++++ Data listing ++++
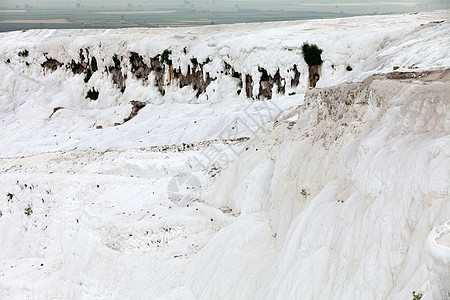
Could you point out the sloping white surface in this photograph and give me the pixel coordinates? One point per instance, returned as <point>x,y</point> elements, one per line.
<point>337,206</point>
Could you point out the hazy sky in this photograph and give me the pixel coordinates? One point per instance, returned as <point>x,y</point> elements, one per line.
<point>339,6</point>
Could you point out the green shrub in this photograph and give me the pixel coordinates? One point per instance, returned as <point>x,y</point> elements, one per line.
<point>94,64</point>
<point>311,54</point>
<point>23,53</point>
<point>92,94</point>
<point>88,75</point>
<point>165,57</point>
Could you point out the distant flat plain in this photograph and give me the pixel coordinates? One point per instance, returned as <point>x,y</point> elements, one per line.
<point>52,14</point>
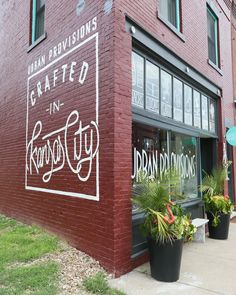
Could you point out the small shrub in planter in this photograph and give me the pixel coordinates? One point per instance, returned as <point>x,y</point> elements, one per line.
<point>166,228</point>
<point>217,205</point>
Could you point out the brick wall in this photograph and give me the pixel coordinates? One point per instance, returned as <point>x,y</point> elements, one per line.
<point>101,228</point>
<point>87,224</point>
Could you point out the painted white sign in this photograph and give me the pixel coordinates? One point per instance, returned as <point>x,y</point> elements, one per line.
<point>62,134</point>
<point>156,164</point>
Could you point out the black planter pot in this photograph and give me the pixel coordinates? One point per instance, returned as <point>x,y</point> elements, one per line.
<point>221,231</point>
<point>165,259</point>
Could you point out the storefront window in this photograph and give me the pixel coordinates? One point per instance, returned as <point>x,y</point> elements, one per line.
<point>183,155</point>
<point>188,105</point>
<point>137,80</point>
<point>152,87</point>
<point>157,151</point>
<point>212,116</point>
<point>178,100</point>
<point>163,94</point>
<point>197,109</point>
<point>204,112</point>
<point>166,94</point>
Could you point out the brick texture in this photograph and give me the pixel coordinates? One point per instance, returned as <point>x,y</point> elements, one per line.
<point>101,228</point>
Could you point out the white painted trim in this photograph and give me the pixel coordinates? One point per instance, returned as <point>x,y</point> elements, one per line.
<point>63,193</point>
<point>59,192</point>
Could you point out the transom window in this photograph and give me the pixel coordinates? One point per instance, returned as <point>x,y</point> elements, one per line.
<point>170,11</point>
<point>212,29</point>
<point>37,19</point>
<point>157,91</point>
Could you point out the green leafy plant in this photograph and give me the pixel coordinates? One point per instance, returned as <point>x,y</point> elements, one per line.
<point>215,201</point>
<point>164,220</point>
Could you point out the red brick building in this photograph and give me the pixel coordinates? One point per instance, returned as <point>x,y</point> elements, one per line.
<point>91,95</point>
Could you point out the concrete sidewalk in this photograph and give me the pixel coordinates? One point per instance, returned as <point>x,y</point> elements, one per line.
<point>208,268</point>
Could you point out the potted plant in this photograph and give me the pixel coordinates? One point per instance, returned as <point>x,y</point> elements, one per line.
<point>166,227</point>
<point>218,206</point>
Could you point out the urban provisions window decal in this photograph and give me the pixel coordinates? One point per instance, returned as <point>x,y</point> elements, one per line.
<point>62,136</point>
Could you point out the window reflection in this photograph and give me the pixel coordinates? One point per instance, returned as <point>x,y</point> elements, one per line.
<point>157,151</point>
<point>137,80</point>
<point>152,87</point>
<point>166,94</point>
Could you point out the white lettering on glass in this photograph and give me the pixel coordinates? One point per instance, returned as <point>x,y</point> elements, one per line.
<point>156,164</point>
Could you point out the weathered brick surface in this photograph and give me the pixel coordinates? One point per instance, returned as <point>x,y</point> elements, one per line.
<point>102,229</point>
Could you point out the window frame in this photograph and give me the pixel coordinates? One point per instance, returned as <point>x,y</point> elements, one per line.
<point>216,36</point>
<point>177,26</point>
<point>170,120</point>
<point>34,14</point>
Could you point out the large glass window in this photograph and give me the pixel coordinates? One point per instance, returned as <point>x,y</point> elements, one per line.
<point>178,100</point>
<point>157,151</point>
<point>205,123</point>
<point>166,94</point>
<point>152,87</point>
<point>183,156</point>
<point>197,109</point>
<point>212,29</point>
<point>170,11</point>
<point>212,115</point>
<point>137,80</point>
<point>160,93</point>
<point>37,18</point>
<point>188,105</point>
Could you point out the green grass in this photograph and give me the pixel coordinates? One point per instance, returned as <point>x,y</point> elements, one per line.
<point>98,285</point>
<point>21,243</point>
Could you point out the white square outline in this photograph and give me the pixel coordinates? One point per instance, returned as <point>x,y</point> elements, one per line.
<point>58,192</point>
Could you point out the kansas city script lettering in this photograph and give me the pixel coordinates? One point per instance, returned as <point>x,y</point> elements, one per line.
<point>56,152</point>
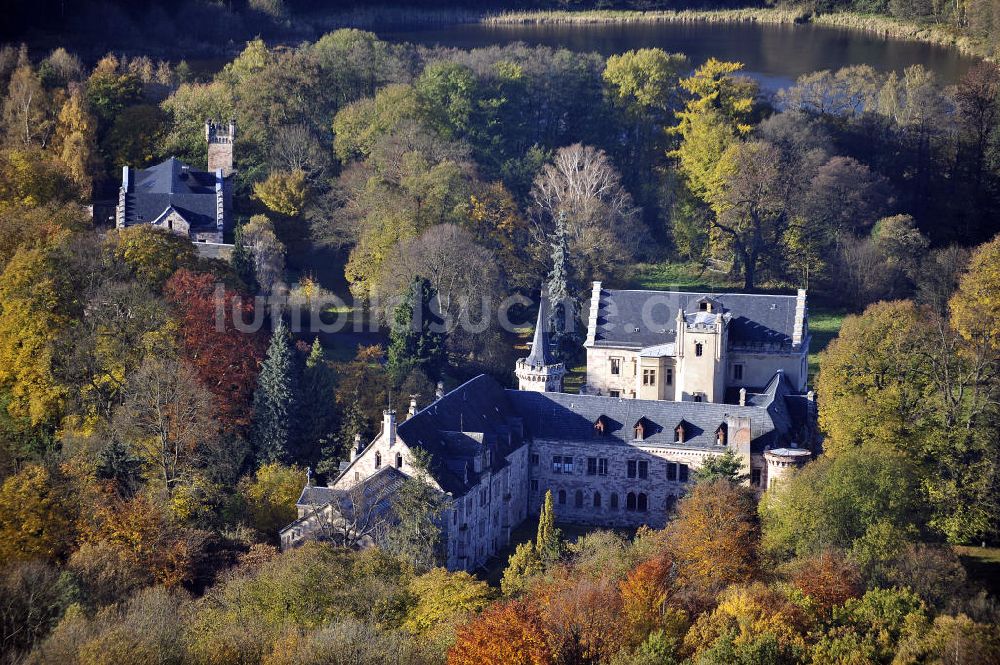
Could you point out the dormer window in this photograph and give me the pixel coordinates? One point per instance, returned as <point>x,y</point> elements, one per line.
<point>643,428</point>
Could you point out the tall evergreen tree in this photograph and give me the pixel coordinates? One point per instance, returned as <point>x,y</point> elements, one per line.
<point>242,260</point>
<point>560,291</point>
<point>413,343</point>
<point>548,540</point>
<point>317,412</point>
<point>275,401</point>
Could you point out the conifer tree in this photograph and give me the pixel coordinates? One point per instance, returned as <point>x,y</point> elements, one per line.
<point>413,343</point>
<point>548,540</point>
<point>274,402</point>
<point>316,409</point>
<point>560,286</point>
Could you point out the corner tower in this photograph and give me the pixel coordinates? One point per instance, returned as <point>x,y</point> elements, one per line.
<point>540,372</point>
<point>220,140</point>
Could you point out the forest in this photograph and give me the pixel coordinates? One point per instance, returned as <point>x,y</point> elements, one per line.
<point>148,458</point>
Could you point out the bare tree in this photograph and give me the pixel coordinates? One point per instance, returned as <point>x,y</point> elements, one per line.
<point>604,225</point>
<point>168,416</point>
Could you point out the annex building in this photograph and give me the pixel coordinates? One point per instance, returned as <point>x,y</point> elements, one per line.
<point>610,460</point>
<point>177,198</point>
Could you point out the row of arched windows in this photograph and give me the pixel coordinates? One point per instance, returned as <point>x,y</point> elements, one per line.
<point>378,460</point>
<point>633,501</point>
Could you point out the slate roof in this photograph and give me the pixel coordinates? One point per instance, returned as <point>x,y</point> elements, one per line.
<point>757,319</point>
<point>461,425</point>
<point>481,414</point>
<point>571,417</point>
<point>172,184</point>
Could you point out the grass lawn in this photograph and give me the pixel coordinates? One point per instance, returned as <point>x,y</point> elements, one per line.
<point>983,565</point>
<point>824,325</point>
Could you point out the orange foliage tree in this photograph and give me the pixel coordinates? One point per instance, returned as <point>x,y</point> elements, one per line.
<point>829,579</point>
<point>226,359</point>
<point>714,538</point>
<point>510,633</point>
<point>644,594</point>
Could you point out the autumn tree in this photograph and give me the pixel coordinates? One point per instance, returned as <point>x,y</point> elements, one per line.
<point>275,400</point>
<point>225,359</point>
<point>508,633</point>
<point>37,515</point>
<point>714,538</point>
<point>604,227</point>
<point>167,415</point>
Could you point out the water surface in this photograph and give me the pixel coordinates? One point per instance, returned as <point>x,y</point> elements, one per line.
<point>774,54</point>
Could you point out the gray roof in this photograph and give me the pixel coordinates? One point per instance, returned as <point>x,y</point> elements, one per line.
<point>756,319</point>
<point>461,425</point>
<point>572,418</point>
<point>171,184</point>
<point>482,415</point>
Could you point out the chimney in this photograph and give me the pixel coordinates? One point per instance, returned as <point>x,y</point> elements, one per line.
<point>800,329</point>
<point>389,425</point>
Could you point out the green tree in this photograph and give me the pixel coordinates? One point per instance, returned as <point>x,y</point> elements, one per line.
<point>414,340</point>
<point>317,407</point>
<point>275,400</point>
<point>548,539</point>
<point>418,507</point>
++++
### Work to be completed
All entries above must be repeated exactly; pictures are to be left out.

### Solution to this task
Could you point out the sloping white surface in this photograph and give me the pixel coordinates? One point per instance, returned as <point>x,y</point> elements, one per line.
<point>337,206</point>
Could you point out the hazy sky in this photograph and give me the pixel coordinates? One point per instance, returned as <point>x,y</point> elements, one per line.
<point>339,6</point>
Could you point out the green shrub in this photograph and give me the pixel coordinates? One point per instance, returned as <point>x,y</point> elements, one per line.
<point>94,64</point>
<point>311,54</point>
<point>23,53</point>
<point>92,94</point>
<point>88,75</point>
<point>165,57</point>
Could you point out the distant flat plain in this photograph and give me the pixel coordinates? One point per instance, returned as <point>x,y</point> elements, one per line.
<point>52,14</point>
Could you point out the small shrub in planter in this photograph and give me the pixel coordinates? One point per instance, returned as <point>x,y</point> elements, one per line.
<point>166,228</point>
<point>217,205</point>
Could you point out the brick wall in this photograph and give me the pixel coordinates? One point per instance, returned as <point>x,y</point> elements, one per line.
<point>101,228</point>
<point>87,224</point>
Could you point out the painted white sign in this photograph and give me the pixel coordinates? One point per instance, returned as <point>x,y</point> elements, one per line.
<point>62,134</point>
<point>156,164</point>
Could you point out the black planter pot in this photograph and give me the pixel coordinates? One point per instance, returned as <point>x,y</point> elements, one per line.
<point>221,231</point>
<point>165,259</point>
Could you point out the storefront window in this photograph and give me the pixel coordinates? One point per instance, returned as <point>x,y</point> elements, one per line.
<point>183,155</point>
<point>188,105</point>
<point>137,80</point>
<point>152,87</point>
<point>157,151</point>
<point>212,116</point>
<point>178,100</point>
<point>163,94</point>
<point>197,109</point>
<point>204,112</point>
<point>166,94</point>
Could you point out the brick texture in this photograph and give me the pixel coordinates? One point per instance, returned as <point>x,y</point> elements, one per line.
<point>101,228</point>
Could you point out the white painted trim in this photograph and give me the pixel coordinates? One point per instance, returned as <point>x,y</point> elements, one per line.
<point>63,193</point>
<point>59,192</point>
Could you point out the transom window in this photograph and give me the pixel coordinates? One point per instance, returned as <point>x,y</point> elements, one per line.
<point>170,11</point>
<point>212,29</point>
<point>37,19</point>
<point>157,91</point>
Could you point out the green leafy plant in this photograph and give me the pixel coordinates? One point per instance, returned as <point>x,y</point> elements, one per line.
<point>215,201</point>
<point>164,220</point>
Could you point out the red brick building in this photograph and give me the pixel coordinates? One point per instance, returned as <point>x,y</point> elements, one per line.
<point>91,95</point>
Could you point out the concrete sidewalk in this photograph and give me the pixel coordinates? One point per instance, returned as <point>x,y</point> elements, one per line.
<point>208,268</point>
Could you point out the potted plant in this photograph and give me the pixel coordinates? One point per instance, returned as <point>x,y</point> elements, one per line.
<point>166,227</point>
<point>218,206</point>
Could you point out the urban provisions window decal in this photograph and give me the pixel coordinates? One point per instance, returned as <point>x,y</point> elements, one per line.
<point>62,136</point>
Could you point out the window reflection in this photograph and give me the pixel coordinates? One point per instance, returned as <point>x,y</point> elements, one per line.
<point>157,151</point>
<point>137,80</point>
<point>152,87</point>
<point>166,94</point>
Could you point out the white lettering on glass in this photograph and give me the pixel coordinates? One point per instance, returned as <point>x,y</point> elements, one per line.
<point>156,164</point>
Could you point out the weathered brick surface in this photograph and give me the pixel coordinates? One point per instance, returned as <point>x,y</point> elements, one per line.
<point>102,229</point>
Could you point out the window frame in this photograph and give me the pixel coordinates? One point per instance, returned as <point>x,y</point> elements, one per line.
<point>216,36</point>
<point>177,26</point>
<point>170,120</point>
<point>34,14</point>
Could you point out the large glass window in this photograph and give me the pixel coordinates? One point per instance, returned as <point>x,y</point> elements, one per line.
<point>178,100</point>
<point>157,151</point>
<point>205,123</point>
<point>166,94</point>
<point>152,87</point>
<point>183,156</point>
<point>197,109</point>
<point>212,29</point>
<point>170,11</point>
<point>212,115</point>
<point>137,80</point>
<point>160,93</point>
<point>37,18</point>
<point>188,105</point>
Could you point out the green grass in this photograph and give me the pixel coordinates? One point per instance, returned as <point>x,y</point> elements, one per line.
<point>98,285</point>
<point>21,243</point>
Could you point out the white square outline in this photograph and give me the pixel coordinates? One point per instance, returned as <point>x,y</point> elements, one per line.
<point>58,192</point>
Could you point out the kansas city script lettering in this photograph and give me the pixel coordinates? One point per instance, returned as <point>x,y</point> elements, one per line.
<point>56,152</point>
Could you point out the dormer window in this photograph and give me the pixel coordinates? One point per instance, returned as <point>x,y</point> elements, one per line.
<point>643,428</point>
Could you point out the tall evergreen tree in this photograph and give me the pixel coordinates? One point per instance, returned as <point>x,y</point> elements, one per line.
<point>242,260</point>
<point>560,291</point>
<point>413,343</point>
<point>548,540</point>
<point>317,412</point>
<point>275,401</point>
Could you point out the conifer tree in this photograph and give me the pixel coordinates? One point per instance, returned as <point>x,y</point> elements, one per line.
<point>413,343</point>
<point>548,540</point>
<point>274,402</point>
<point>316,409</point>
<point>560,286</point>
Could you point out the corner tower in this photograph and give me the pixel coordinates? One point per instance, returned as <point>x,y</point> elements, one per line.
<point>540,372</point>
<point>220,140</point>
Could you point out the forest in this photograph and give me the pixel coordinates? One point per instance, returned as <point>x,y</point> elements, one per line.
<point>148,458</point>
Could you point out the bare tree in this photograph and give me the pixel coordinates? One point per instance, returned as <point>x,y</point> elements, one per line.
<point>604,225</point>
<point>168,416</point>
Could you point out the annex building in this photograph and give me the pixel coordinates? One point per instance, returned as <point>x,y</point> elements, one per line.
<point>610,460</point>
<point>177,198</point>
Could you point out the row of arched windows in this photograph and give me the pixel coordinates? One point per instance, returned as <point>x,y</point> elements, one per line.
<point>378,460</point>
<point>633,501</point>
Could you point out the slate roof in this photograph and give me the pixel coordinates? One point per instance, returned as <point>x,y</point> elements, one per line.
<point>757,319</point>
<point>461,425</point>
<point>481,414</point>
<point>571,417</point>
<point>172,184</point>
Could you point out the grass lawn in this photograph and give me the pixel coordinates? One point per instance, returned as <point>x,y</point> elements, one per line.
<point>983,565</point>
<point>824,325</point>
Could you point out the orange foliage tree in this photograph and give me the pixel coordinates? One point per instance, returned as <point>x,y</point> elements, one per line.
<point>829,579</point>
<point>226,359</point>
<point>714,538</point>
<point>510,633</point>
<point>644,594</point>
Could you point out the autumn tree in this photograph and give me the pixel coordinates? One point per instance, returned as <point>x,y</point> elements, one per line.
<point>275,400</point>
<point>225,359</point>
<point>508,633</point>
<point>37,515</point>
<point>714,538</point>
<point>604,227</point>
<point>167,415</point>
Could you point out the water surface in this photograph and give me the pixel coordinates? One point per instance, returned as <point>x,y</point> elements, one per line.
<point>774,54</point>
Could you point out the gray roof in this photograph and give me the pixel coordinates? One point per instance, returned as <point>x,y</point> elements, one per line.
<point>756,319</point>
<point>461,425</point>
<point>572,418</point>
<point>171,184</point>
<point>482,415</point>
Could you point out the chimney in this photograph and give me the pixel coordinates? One point per instance, returned as <point>x,y</point> elements, one per line.
<point>800,329</point>
<point>389,425</point>
Could you point out the green tree in this photograph and give me the pixel coordinates? One point per instance, returned as <point>x,y</point> elements, one per line.
<point>414,340</point>
<point>317,407</point>
<point>275,400</point>
<point>548,539</point>
<point>418,507</point>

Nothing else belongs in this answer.